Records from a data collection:

========================

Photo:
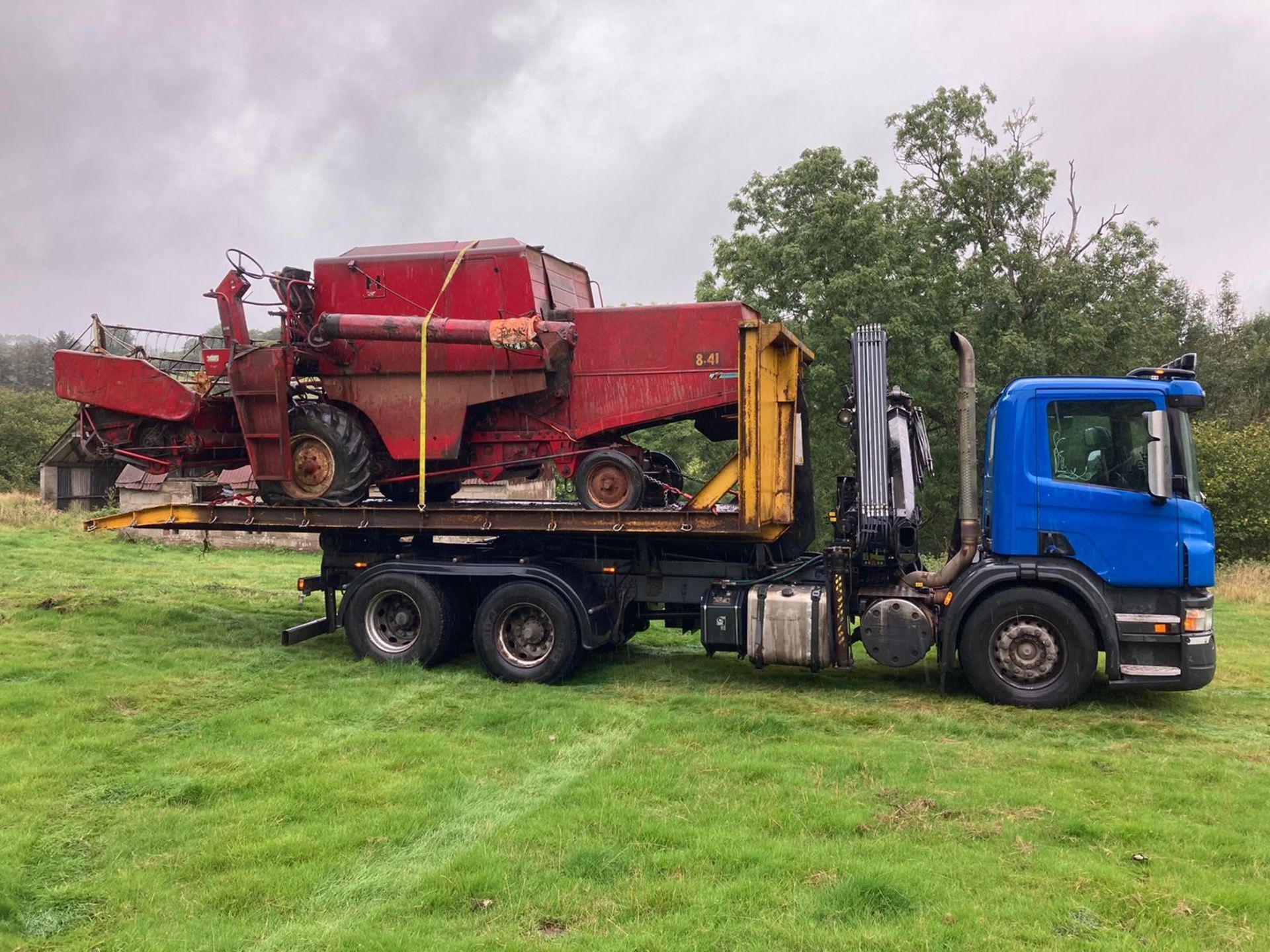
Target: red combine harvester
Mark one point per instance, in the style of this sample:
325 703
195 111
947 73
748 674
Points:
520 372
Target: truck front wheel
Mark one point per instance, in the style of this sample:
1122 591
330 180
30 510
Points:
1029 648
526 633
398 619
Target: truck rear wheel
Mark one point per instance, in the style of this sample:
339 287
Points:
1029 648
609 480
526 633
398 619
331 459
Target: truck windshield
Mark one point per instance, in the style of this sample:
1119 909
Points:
1184 454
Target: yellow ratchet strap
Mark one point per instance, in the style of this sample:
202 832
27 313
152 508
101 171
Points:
423 371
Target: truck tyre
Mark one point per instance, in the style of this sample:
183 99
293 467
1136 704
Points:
609 480
526 633
1028 648
397 619
331 459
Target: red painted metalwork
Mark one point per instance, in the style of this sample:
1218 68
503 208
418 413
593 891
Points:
524 371
125 383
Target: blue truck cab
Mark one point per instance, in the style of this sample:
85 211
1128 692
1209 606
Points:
1091 493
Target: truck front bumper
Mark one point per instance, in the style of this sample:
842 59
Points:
1179 662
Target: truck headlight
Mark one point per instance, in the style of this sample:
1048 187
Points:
1198 619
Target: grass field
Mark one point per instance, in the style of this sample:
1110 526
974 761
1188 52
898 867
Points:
172 778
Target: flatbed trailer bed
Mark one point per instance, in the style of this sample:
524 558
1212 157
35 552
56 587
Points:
491 518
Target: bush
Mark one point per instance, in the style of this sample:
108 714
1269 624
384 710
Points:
30 423
1235 471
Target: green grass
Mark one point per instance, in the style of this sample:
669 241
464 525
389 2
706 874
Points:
172 778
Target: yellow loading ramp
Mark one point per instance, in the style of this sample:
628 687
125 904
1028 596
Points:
770 366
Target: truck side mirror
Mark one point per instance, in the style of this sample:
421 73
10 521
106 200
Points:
1160 459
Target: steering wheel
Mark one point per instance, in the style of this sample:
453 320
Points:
237 257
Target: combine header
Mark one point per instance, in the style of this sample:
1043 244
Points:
520 372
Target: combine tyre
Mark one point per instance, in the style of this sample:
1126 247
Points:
331 459
610 479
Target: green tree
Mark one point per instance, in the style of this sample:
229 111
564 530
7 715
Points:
968 241
30 423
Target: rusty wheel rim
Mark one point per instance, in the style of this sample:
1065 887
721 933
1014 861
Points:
313 467
609 485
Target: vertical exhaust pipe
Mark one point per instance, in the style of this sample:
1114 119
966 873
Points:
968 494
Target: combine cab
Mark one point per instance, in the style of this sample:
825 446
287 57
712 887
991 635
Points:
520 372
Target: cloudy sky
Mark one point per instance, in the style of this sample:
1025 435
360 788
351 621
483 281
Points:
139 140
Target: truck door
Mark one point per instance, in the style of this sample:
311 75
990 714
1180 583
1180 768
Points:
1093 491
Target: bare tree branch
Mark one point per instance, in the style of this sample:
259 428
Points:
1115 214
1071 204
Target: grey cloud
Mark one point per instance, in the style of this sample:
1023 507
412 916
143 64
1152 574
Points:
143 139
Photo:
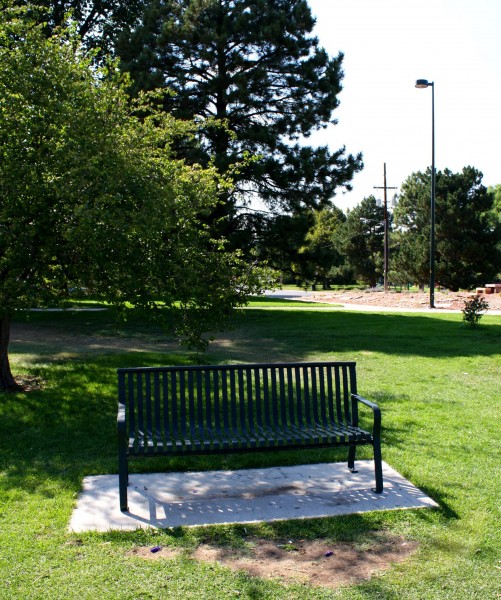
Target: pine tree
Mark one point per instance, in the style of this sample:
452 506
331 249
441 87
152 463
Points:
253 66
466 237
361 240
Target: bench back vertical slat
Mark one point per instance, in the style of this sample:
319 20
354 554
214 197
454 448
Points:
353 390
241 400
233 397
266 396
149 442
321 391
249 426
337 395
139 413
175 393
167 409
297 400
212 382
226 406
157 427
285 391
346 396
258 374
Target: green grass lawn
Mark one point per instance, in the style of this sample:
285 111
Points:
437 382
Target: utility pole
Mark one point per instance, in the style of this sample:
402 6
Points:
386 228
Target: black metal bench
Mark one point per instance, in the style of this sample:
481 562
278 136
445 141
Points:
240 408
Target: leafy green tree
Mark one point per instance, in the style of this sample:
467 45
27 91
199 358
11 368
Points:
320 256
361 240
253 66
92 196
466 237
96 21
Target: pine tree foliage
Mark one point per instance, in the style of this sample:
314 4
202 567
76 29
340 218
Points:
253 66
466 235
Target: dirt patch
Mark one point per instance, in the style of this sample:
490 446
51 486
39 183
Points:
445 300
313 562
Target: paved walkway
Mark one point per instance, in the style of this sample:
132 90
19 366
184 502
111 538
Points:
162 500
308 296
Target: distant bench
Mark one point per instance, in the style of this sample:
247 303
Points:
187 410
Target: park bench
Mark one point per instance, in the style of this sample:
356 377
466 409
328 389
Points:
187 410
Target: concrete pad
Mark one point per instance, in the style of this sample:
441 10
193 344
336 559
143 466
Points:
163 500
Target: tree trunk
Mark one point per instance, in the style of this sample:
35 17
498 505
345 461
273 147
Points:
7 381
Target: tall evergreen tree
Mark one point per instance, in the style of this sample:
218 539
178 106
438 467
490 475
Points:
466 236
361 240
253 66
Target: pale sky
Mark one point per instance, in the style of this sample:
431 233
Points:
387 45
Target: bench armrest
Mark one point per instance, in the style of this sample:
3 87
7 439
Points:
376 427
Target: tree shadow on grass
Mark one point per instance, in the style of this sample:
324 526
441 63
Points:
275 335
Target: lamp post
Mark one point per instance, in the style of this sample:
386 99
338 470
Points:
424 83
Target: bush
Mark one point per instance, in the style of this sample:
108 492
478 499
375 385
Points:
473 309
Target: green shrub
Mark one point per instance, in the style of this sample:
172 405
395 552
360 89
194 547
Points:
473 309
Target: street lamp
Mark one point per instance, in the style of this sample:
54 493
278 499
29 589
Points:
424 83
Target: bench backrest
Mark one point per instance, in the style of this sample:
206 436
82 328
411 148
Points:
181 401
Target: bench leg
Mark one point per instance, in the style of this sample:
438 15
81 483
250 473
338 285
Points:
123 481
378 467
351 458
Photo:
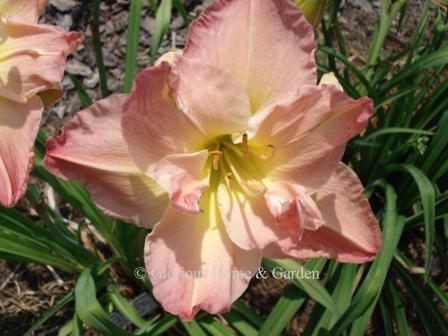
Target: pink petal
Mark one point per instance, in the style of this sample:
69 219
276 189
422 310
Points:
291 203
19 124
182 246
266 44
350 233
309 131
184 177
248 221
213 99
33 58
152 125
92 151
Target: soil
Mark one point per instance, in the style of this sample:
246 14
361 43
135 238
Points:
28 290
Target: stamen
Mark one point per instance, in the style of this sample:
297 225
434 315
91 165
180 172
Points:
229 180
245 147
251 188
216 157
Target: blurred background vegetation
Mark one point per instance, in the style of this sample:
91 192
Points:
67 269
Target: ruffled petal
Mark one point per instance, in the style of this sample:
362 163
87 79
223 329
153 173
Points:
350 233
290 203
212 98
153 126
92 151
308 131
32 58
266 44
184 177
19 124
193 265
248 221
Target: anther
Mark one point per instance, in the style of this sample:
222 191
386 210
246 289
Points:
216 157
229 180
245 147
271 153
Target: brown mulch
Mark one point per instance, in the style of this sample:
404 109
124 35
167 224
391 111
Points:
33 289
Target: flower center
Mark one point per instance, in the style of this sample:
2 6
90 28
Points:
240 166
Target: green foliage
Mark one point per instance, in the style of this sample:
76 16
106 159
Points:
402 159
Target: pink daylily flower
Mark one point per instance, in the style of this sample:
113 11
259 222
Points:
231 152
32 61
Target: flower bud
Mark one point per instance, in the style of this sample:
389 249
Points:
312 9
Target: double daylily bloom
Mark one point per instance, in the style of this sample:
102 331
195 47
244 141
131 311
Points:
32 61
230 153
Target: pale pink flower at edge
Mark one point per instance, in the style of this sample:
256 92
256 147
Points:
233 152
32 61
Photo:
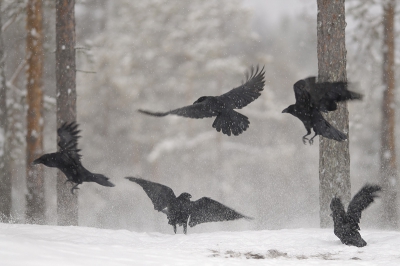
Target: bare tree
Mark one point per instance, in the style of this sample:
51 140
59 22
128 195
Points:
334 162
5 175
388 168
35 212
67 203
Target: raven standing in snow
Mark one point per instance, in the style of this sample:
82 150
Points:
346 224
313 98
178 209
228 120
68 159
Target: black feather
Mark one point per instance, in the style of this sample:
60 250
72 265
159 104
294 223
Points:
228 121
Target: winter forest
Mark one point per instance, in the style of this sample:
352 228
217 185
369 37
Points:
109 59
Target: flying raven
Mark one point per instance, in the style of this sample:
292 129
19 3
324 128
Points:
228 120
68 159
346 224
178 209
313 98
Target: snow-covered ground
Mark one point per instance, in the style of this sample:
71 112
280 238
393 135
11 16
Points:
53 245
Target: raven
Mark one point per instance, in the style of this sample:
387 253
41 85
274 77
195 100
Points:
178 209
68 159
346 224
228 120
312 99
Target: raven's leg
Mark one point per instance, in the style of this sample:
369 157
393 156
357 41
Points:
185 228
74 187
311 141
304 137
68 181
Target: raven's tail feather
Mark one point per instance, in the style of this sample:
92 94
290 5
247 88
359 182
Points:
231 122
153 113
101 180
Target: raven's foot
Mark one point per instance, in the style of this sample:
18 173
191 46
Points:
73 188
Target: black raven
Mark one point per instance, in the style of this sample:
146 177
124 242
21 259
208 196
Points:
346 224
178 209
228 120
312 99
68 159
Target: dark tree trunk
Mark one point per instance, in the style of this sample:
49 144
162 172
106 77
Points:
67 203
5 173
334 157
388 168
35 211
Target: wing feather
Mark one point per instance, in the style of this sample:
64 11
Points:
197 110
241 96
361 201
159 194
207 210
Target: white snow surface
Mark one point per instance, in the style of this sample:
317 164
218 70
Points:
22 244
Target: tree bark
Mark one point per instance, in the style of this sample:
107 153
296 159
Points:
388 167
35 212
67 203
334 157
5 171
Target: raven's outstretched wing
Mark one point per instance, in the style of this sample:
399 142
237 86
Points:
241 96
68 143
160 195
197 110
325 95
361 201
207 210
323 128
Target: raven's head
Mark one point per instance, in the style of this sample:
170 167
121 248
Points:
301 84
289 110
185 196
46 159
201 99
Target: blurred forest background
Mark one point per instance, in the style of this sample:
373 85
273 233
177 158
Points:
160 55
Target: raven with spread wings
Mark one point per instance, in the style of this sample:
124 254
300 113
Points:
180 210
346 223
313 98
227 120
68 159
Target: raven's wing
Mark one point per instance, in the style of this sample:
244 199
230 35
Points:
241 96
361 201
160 195
196 110
68 143
325 95
207 210
323 128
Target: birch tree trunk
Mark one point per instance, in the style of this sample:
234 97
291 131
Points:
35 212
67 203
334 157
5 172
388 169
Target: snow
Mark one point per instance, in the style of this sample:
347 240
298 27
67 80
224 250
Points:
22 244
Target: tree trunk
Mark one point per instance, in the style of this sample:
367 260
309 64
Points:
388 169
35 211
5 173
334 157
67 203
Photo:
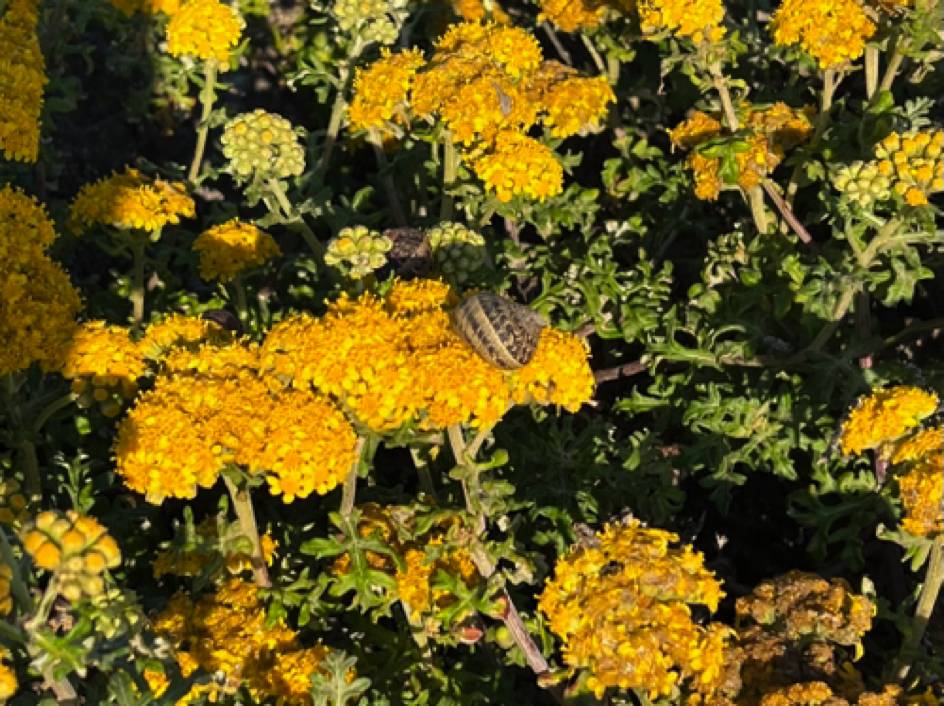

========================

▸ **What is needed**
When a line in the records above holds "lamp", that line is to be reported.

▸ **Task answer**
Target: lamp post
Target: street lamp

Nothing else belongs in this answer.